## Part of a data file

----------------------------------------

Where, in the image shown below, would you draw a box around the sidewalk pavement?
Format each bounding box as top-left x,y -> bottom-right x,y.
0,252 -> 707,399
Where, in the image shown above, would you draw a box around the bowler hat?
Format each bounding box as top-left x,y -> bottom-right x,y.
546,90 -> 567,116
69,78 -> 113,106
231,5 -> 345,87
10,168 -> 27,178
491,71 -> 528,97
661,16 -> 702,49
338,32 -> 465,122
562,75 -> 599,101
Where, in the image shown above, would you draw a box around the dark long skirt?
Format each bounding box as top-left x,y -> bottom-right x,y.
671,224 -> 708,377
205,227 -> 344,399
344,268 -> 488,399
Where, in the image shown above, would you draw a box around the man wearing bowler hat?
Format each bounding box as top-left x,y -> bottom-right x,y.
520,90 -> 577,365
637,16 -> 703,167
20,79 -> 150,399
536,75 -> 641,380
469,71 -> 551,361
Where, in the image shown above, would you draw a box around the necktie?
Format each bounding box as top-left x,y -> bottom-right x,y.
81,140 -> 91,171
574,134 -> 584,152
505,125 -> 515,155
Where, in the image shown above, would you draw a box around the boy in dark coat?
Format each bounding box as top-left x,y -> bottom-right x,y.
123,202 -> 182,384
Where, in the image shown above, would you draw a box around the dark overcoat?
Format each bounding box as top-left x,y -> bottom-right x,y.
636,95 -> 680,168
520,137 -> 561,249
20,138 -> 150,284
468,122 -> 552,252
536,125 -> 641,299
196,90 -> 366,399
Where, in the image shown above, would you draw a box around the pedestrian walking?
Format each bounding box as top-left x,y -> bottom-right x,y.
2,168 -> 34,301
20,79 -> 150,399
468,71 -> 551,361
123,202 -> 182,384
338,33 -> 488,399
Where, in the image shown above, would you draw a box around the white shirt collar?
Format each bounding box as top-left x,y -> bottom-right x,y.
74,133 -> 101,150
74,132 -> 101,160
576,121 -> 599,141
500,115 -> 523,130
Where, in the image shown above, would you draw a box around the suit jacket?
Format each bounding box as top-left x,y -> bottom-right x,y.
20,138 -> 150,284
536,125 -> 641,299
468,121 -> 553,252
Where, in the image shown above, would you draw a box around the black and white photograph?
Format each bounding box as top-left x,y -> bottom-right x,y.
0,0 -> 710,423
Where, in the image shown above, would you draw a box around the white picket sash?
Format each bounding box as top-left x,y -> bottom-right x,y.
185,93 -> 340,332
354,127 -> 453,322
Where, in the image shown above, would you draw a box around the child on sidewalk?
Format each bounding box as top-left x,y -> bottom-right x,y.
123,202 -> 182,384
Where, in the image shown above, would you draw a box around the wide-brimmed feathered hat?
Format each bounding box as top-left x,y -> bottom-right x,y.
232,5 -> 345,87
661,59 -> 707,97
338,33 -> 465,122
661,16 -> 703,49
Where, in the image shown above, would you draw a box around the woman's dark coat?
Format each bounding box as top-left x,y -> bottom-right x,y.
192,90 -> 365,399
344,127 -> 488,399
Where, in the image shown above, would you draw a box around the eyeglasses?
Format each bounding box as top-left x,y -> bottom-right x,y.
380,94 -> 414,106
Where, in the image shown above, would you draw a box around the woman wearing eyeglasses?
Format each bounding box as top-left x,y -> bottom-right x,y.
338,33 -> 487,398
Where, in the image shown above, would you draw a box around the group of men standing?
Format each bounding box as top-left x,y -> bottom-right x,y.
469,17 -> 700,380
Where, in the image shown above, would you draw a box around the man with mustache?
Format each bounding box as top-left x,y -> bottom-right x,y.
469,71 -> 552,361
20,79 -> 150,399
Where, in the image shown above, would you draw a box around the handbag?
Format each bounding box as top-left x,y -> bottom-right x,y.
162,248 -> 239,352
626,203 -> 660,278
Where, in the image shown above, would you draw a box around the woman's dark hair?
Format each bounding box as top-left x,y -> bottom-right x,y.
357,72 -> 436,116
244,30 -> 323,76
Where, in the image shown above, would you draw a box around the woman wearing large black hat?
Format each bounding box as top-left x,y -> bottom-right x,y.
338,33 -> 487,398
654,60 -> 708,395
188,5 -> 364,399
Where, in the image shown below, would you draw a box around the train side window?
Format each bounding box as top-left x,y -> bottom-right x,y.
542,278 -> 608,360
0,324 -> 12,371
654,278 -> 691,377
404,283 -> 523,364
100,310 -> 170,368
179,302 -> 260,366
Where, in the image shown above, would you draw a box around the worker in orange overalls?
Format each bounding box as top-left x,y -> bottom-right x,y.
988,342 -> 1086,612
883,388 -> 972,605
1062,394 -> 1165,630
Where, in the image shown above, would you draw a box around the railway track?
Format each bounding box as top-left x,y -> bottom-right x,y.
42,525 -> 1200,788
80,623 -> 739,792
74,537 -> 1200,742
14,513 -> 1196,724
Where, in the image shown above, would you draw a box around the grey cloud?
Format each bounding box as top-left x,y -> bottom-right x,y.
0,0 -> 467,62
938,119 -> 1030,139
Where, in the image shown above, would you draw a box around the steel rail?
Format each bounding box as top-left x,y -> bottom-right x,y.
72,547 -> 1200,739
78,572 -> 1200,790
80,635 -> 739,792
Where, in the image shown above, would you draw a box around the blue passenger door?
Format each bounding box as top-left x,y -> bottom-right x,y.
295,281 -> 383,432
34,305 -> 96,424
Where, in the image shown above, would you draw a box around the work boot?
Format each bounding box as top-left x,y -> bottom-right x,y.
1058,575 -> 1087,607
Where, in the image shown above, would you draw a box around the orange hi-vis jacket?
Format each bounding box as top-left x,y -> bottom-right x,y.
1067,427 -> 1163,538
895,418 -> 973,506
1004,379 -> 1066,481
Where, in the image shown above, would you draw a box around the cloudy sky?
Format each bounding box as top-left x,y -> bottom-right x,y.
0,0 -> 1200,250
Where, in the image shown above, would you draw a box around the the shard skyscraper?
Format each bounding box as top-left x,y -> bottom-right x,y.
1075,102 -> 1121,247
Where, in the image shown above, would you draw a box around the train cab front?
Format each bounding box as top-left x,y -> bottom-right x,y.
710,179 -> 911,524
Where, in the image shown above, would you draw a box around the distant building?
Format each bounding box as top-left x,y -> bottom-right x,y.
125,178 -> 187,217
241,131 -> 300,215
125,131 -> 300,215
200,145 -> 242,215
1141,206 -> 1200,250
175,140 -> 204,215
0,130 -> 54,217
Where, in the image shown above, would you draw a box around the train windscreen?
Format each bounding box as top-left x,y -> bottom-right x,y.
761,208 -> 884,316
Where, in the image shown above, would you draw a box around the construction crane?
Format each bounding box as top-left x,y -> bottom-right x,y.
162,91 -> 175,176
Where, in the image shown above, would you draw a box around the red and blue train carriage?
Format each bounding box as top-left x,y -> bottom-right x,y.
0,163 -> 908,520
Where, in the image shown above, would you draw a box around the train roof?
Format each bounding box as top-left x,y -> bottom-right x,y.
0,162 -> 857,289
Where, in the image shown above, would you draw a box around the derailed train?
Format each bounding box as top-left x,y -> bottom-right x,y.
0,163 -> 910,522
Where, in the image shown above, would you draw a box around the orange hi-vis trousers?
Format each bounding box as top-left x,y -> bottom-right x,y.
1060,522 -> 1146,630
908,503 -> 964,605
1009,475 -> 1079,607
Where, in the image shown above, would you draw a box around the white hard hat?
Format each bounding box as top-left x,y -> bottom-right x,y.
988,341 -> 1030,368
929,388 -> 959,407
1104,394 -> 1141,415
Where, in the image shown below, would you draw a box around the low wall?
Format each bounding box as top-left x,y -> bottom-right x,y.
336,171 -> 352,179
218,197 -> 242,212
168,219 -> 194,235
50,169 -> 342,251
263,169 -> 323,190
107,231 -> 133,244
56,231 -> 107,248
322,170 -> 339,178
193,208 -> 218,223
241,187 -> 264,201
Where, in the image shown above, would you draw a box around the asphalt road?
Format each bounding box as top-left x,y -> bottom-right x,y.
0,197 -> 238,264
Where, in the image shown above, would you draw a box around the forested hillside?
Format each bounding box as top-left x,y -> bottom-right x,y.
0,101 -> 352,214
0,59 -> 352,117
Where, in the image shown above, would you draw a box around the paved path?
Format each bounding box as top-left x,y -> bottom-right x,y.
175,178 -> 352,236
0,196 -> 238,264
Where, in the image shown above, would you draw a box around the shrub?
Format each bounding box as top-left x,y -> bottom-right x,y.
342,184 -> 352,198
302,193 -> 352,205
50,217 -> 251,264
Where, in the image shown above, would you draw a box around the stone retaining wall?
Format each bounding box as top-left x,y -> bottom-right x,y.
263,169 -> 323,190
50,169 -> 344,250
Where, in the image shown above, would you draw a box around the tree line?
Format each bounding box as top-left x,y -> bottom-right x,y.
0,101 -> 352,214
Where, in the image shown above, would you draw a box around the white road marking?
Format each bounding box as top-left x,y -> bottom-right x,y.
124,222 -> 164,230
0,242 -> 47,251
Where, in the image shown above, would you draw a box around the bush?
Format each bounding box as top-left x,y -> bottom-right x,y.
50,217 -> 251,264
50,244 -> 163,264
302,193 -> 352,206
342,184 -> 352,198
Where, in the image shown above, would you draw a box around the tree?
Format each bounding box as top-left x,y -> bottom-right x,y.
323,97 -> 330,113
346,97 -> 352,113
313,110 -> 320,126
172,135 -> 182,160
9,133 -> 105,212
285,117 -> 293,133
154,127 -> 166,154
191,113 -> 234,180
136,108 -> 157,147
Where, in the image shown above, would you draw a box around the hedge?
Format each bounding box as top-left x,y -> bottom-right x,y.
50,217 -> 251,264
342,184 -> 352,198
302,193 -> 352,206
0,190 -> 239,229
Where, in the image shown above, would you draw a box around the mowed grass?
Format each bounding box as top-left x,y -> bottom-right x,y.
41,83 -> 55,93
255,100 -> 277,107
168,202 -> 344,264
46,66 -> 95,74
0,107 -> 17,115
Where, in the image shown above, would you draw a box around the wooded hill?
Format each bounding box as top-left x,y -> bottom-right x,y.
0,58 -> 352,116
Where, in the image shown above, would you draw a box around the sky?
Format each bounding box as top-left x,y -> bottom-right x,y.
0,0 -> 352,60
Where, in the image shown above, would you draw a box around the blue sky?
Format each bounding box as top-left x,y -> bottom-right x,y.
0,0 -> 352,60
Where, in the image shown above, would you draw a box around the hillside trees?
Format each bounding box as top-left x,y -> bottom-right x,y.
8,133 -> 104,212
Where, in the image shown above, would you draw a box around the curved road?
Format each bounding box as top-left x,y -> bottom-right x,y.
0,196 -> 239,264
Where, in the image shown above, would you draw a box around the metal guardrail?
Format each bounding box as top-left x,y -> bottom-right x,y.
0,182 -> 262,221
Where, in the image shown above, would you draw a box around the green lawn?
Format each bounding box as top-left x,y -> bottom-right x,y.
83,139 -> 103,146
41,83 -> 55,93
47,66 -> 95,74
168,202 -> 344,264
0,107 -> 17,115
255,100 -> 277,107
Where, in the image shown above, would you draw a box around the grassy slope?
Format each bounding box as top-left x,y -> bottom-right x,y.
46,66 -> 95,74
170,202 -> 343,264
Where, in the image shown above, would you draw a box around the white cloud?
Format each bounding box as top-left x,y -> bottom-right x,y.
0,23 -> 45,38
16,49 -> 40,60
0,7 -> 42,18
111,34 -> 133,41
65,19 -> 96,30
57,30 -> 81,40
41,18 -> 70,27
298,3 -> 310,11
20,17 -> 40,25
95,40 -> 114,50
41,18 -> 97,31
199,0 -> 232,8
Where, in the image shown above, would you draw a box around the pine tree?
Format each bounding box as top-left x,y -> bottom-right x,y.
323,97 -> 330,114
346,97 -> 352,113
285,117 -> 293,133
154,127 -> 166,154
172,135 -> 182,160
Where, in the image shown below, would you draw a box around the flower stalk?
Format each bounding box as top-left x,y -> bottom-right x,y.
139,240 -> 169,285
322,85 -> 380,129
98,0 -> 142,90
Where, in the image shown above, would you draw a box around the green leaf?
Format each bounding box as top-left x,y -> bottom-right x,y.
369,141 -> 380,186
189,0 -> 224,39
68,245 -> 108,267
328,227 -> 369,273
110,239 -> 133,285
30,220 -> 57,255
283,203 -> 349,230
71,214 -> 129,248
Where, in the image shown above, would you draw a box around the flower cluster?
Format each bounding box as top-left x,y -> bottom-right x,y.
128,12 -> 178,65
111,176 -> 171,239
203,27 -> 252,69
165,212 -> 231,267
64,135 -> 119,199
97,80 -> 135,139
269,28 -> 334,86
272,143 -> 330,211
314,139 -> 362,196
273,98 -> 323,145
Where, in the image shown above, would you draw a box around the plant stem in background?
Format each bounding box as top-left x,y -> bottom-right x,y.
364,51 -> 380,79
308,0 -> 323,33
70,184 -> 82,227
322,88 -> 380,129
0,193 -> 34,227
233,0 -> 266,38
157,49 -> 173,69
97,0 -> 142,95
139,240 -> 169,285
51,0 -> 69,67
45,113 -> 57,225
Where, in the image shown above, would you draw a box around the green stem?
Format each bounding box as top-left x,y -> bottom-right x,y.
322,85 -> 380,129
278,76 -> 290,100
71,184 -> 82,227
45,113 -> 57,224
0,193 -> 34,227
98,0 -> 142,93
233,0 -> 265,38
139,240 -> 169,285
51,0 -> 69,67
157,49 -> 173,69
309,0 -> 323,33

----------------------------------------

## REQUIRED TASK
Convert the stretch of the listing from its first line through the line containing "505,125 -> 515,155" into a Markdown table with two columns, "Row" and "Listing line", omitting any blank lines.

## EXERCISE SOLUTION
| Row | Listing line |
|---|---|
| 1 | Where, in the image shown below, would you draw a box around the sidewalk pavement? |
| 2 | Format each bounding box as top-left x,y -> bottom-right x,y. |
| 3 | 0,252 -> 707,399 |
| 4 | Where, in the image shown above, would you draw a box around the bowler hat? |
| 5 | Format each bounding box as top-left x,y -> bottom-right x,y. |
| 6 | 546,90 -> 567,116 |
| 7 | 69,78 -> 113,106 |
| 8 | 231,5 -> 345,87 |
| 9 | 10,168 -> 27,178 |
| 10 | 491,71 -> 528,97 |
| 11 | 661,16 -> 702,49 |
| 12 | 338,32 -> 465,122 |
| 13 | 562,75 -> 599,101 |
| 14 | Where, in the image shown above, would you draw a box around the dark long skirt? |
| 15 | Format each bounding box as top-left x,y -> bottom-right x,y. |
| 16 | 671,224 -> 708,377 |
| 17 | 205,227 -> 344,399 |
| 18 | 344,268 -> 488,399 |
| 19 | Where, in the image shown above, would you draw a box around the man wearing bowler hat? |
| 20 | Format each bounding box as top-left x,y -> bottom-right x,y. |
| 21 | 520,90 -> 577,365 |
| 22 | 637,16 -> 703,167 |
| 23 | 20,79 -> 150,399 |
| 24 | 536,75 -> 641,380 |
| 25 | 469,71 -> 551,361 |
| 26 | Where, in the image shown above, would you draw a box around the necktie? |
| 27 | Format each bounding box as top-left x,y -> bottom-right x,y. |
| 28 | 81,140 -> 91,171 |
| 29 | 574,134 -> 584,152 |
| 30 | 505,125 -> 515,155 |